──────── Fragment dokumentu ────────

Sos może polepszyć średniosmaczne danie lub pogorszyć potrawę przygotowaną przez najlepszego szefa kuchni. To często decydujący element, na podstawie którego oceniamy, czy posiłek nam smakował, czy też nie. Grzybowy, mięsny, musztardowy - bez względu na rodzaj czy przeznaczenie sosu, musimy zadbać nie tylko o jego walory smakowe, ale i "formę". Jak najlepiej zagęścić rzadki sos? Podpowiadamy!
Babcia nauczyła mnie kiedyś "jedynej słusznej metody" zagęszczania sosu, a że sposób ten jak do tej sprawdzał się doskonale, nie miałam potrzeby go zmieniać. W gruncie rzeczy jest to dość popularny trik, zwłaszcza wśród starszych pokoleń. Nie jest też przesadnie skomplikowany. Jak przygotować zasmażkę do sosu? Wystarczy wrzucić na rozgrzaną patelnię łyżkę masła, a kiedy się rozpuści - dodać czubatą łyżkę mąki pszennej. Całość należy żwawo zamieszać, aż do zarumienienia. Trzeba jednak przy tym uważać, aby przypadkiem nie przypalić zasmażki. Na koniec dodajemy łyżkę bądź dwie rzadkiego sosu, mieszamy i łączymy z docelowym sosem. Po zagotowaniu otrzymujemy aksamitny i gęsty (ale nie za gęsty!) dodatek do dań.

──────── Wycinki danych ────────

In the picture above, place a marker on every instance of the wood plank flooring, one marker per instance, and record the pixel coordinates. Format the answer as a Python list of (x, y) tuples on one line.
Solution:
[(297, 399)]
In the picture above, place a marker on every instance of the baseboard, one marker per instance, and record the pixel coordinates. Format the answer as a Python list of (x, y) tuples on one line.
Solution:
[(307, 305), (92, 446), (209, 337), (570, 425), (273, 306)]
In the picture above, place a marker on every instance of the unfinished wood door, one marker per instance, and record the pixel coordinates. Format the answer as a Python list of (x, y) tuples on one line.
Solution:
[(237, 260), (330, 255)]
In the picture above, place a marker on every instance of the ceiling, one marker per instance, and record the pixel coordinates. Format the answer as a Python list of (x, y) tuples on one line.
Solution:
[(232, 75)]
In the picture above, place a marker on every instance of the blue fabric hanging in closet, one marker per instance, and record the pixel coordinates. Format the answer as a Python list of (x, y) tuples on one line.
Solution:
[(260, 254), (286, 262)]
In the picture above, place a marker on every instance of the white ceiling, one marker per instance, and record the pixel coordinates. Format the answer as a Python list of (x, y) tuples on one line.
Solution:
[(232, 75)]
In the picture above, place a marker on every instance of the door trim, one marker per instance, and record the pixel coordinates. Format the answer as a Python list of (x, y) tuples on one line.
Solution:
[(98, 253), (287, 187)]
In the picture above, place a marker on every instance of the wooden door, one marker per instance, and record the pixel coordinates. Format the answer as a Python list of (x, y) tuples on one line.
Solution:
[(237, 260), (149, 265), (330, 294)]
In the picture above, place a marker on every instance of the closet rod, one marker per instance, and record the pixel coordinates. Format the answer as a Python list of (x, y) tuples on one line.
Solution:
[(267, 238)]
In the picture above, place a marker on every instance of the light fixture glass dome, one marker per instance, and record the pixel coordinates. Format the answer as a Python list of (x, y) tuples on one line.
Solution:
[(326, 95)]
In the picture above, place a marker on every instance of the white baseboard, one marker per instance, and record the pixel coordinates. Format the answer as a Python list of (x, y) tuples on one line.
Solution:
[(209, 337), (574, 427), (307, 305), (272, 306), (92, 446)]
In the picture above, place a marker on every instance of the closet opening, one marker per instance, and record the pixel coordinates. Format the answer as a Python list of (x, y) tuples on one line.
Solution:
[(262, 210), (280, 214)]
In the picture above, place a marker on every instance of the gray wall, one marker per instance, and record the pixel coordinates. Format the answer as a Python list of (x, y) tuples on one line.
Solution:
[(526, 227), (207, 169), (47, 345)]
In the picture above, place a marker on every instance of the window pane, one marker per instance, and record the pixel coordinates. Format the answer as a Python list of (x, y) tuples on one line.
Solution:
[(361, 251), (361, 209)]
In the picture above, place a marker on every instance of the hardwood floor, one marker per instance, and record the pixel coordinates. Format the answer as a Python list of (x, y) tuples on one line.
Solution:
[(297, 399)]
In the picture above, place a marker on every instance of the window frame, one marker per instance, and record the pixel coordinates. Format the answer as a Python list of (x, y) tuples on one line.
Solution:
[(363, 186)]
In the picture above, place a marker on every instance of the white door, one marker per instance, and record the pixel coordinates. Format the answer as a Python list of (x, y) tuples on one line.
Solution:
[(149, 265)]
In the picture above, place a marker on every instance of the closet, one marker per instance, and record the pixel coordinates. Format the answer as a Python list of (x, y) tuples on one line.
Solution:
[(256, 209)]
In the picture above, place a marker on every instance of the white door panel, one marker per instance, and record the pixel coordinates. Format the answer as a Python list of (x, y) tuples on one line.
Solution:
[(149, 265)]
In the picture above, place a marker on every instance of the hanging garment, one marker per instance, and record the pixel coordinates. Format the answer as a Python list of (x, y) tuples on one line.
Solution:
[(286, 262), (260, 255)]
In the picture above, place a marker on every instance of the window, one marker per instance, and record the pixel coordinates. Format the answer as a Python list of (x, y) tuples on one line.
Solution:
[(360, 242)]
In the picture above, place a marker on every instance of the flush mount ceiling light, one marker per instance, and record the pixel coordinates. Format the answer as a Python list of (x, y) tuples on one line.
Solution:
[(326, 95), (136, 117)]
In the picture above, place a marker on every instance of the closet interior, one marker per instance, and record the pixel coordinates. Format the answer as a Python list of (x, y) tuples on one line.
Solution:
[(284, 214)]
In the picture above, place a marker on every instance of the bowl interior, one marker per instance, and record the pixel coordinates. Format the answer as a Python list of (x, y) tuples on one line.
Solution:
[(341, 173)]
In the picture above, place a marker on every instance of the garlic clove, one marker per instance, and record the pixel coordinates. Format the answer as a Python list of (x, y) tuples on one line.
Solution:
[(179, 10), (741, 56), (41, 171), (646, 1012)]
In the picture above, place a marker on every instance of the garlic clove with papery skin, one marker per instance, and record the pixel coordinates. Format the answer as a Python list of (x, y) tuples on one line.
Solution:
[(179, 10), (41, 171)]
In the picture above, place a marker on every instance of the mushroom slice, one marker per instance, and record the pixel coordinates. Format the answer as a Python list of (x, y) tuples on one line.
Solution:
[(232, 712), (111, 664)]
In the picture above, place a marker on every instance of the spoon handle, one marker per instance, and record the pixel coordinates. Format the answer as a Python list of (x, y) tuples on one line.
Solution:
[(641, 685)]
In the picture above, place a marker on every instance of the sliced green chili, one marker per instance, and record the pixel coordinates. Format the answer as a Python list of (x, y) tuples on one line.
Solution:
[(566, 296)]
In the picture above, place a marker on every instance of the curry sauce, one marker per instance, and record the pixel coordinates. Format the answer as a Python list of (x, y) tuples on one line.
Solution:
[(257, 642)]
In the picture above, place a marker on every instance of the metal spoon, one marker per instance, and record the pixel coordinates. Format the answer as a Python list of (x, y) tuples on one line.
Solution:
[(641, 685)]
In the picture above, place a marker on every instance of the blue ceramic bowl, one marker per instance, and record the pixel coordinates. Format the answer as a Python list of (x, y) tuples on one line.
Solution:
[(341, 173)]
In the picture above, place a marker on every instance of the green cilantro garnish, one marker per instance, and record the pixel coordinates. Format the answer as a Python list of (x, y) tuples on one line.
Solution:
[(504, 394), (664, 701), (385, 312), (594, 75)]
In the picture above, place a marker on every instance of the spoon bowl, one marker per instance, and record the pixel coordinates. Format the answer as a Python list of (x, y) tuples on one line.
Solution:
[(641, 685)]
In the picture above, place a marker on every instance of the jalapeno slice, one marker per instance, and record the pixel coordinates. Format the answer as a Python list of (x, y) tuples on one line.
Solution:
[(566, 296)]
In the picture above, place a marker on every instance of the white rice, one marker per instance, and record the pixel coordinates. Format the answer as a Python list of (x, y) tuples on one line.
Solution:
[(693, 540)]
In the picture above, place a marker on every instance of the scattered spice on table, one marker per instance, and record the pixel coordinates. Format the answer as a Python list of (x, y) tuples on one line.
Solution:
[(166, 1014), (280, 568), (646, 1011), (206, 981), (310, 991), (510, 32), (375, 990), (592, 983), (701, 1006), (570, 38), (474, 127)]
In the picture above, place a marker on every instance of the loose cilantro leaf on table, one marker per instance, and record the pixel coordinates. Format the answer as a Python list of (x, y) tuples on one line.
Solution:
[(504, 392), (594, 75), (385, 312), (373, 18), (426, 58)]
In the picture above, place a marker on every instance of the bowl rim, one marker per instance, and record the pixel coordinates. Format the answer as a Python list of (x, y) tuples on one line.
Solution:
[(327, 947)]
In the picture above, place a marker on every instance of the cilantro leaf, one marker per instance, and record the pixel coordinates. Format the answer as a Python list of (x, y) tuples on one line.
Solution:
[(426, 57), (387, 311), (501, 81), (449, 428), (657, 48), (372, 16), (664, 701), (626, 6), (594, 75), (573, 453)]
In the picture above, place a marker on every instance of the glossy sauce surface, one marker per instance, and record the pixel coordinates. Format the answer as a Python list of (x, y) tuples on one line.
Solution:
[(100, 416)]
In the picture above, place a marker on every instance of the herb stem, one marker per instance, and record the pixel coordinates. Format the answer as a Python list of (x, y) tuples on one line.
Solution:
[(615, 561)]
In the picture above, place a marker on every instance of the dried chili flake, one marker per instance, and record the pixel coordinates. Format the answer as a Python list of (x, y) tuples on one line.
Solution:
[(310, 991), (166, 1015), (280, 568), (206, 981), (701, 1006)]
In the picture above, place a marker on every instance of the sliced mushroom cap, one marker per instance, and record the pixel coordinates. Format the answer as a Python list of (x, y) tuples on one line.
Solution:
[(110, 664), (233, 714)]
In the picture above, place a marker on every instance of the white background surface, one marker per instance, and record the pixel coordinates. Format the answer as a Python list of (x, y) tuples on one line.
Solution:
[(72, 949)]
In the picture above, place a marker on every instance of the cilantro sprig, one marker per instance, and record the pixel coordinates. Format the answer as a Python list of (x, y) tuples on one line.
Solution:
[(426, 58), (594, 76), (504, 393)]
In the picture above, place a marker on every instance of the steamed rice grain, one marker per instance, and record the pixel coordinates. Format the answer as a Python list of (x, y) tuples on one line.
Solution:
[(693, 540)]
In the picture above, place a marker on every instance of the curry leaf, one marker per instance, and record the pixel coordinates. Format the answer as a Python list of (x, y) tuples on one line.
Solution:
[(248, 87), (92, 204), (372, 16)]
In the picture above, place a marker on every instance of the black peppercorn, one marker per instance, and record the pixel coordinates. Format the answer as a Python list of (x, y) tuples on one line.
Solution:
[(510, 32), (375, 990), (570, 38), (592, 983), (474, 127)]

────────

• Wyzwanie:
Ile mąki pszennej dodaje się do roztopionego masła przy przygotowaniu zasmażki według tekstu o zagęszczaniu sosu? Odpowiedź opieraj wyłącznie na tekście.

• Rozwiązanie zadania:
Czubatą łyżkę.